▸ Text passage:

= = =

Q: What programming languages are used for your application development?

Q: One a scale from 1 to 5 how do you rate your level of awareness on concurrency issues?

Q: On a scale from 1 to 5 how do you rate your activity in getting informed and acquiring competence on concurrency (trends, tools, etc.)?

Q: What do you expect to happen to developers that won’t learn to program concurrently?

Q: On a scale from 1 to 5, how would you grade the level of parallization of your application?

Q: Does your application performance scale proportionally with the number of cores?

Q: What libraries and tools are used in your application for concurrency?
A: System.Threading, The built-in threading classes, OS support (CRT, Win32 API), VS2010, .Net Framework – Thread, ThreadPool, Task, Monitor, lock() and many own written libraries (synchronized objects, asynchron calls and functions), MFC framework, .NET framework, Qt framework, Java framework, My own using RAII, nothing special: self made priority queues and thread pools, Win32 API’s, Windows threads.

Q: Give examples of routines in your application that are executed in worker threads.
A: loading of grids which care displayed at startup in the main application window, logging, tracing, loading data (in some cases), long running tasks (computations, report generation also in some cases), HTTP lenghtly posts, Outlook inbox scan for text, a job/task manager for things that are triggered by web UI but are not required to output any result to the client, data processing, database interactions, database data loading/uploading, looped data acquisition presented in chart monitors, sattelite data scaning and sectioned for DVB-S systems, any operations where I need to start/stop, all long running operations, application request processing, connection management, I/O, Open large files, communication, file uploads, update checking.

Q: Give examples of routines in your application that execute in the main (UI) thread and can be refactored to execute in worker threads.

= = =

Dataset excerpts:
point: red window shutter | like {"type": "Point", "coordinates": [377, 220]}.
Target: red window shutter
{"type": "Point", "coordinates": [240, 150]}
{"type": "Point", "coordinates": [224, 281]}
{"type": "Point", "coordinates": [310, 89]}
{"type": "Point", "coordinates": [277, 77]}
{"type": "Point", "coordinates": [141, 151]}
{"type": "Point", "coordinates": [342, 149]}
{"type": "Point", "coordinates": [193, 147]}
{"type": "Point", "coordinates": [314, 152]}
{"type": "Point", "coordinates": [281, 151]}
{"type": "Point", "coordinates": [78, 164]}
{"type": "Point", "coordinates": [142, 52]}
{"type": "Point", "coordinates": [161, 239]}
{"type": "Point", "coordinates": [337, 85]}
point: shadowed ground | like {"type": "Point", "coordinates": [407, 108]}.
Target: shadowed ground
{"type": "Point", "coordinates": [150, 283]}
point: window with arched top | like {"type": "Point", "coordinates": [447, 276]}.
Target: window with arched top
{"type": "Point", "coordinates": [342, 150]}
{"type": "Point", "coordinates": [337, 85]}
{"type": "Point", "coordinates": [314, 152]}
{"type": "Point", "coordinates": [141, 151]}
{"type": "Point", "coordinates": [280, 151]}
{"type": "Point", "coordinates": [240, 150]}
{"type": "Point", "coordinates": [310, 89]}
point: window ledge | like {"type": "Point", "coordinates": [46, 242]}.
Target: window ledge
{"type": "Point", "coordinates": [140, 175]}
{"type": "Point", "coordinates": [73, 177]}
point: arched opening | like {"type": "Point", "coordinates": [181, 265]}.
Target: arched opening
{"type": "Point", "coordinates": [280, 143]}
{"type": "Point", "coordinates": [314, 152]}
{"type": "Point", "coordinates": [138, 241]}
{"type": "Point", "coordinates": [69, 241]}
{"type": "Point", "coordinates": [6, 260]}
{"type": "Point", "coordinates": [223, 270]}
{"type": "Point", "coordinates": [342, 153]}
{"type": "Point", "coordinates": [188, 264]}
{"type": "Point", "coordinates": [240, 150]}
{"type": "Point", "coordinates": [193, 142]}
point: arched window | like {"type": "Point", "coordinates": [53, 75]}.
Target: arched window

= = =

▸ Task requirements: Copy the concurrency survey text word for word, from start to finish. The listing is separate material with no connection to the survey text.

▸ Output for this exercise:
Q: What programming languages are used for your application development?

Q: One a scale from 1 to 5 how do you rate your level of awareness on concurrency issues?

Q: On a scale from 1 to 5 how do you rate your activity in getting informed and acquiring competence on concurrency (trends, tools, etc.)?

Q: What do you expect to happen to developers that won’t learn to program concurrently?

Q: On a scale from 1 to 5, how would you grade the level of parallization of your application?

Q: Does your application performance scale proportionally with the number of cores?

Q: What libraries and tools are used in your application for concurrency?
A: System.Threading, The built-in threading classes, OS support (CRT, Win32 API), VS2010, .Net Framework – Thread, ThreadPool, Task, Monitor, lock() and many own written libraries (synchronized objects, asynchron calls and functions), MFC framework, .NET framework, Qt framework, Java framework, My own using RAII, nothing special: self made priority queues and thread pools, Win32 API’s, Windows threads.

Q: Give examples of routines in your application that are executed in worker threads.
A: loading of grids which care displayed at startup in the main application window, logging, tracing, loading data (in some cases), long running tasks (computations, report generation also in some cases), HTTP lenghtly posts, Outlook inbox scan for text, a job/task manager for things that are triggered by web UI but are not required to output any result to the client, data processing, database interactions, database data loading/uploading, looped data acquisition presented in chart monitors, sattelite data scaning and sectioned for DVB-S systems, any operations where I need to start/stop, all long running operations, application request processing, connection management, I/O, Open large files, communication, file uploads, update checking.

Q: Give examples of routines in your application that execute in the main (UI) thread and can be refactored to execute in worker threads.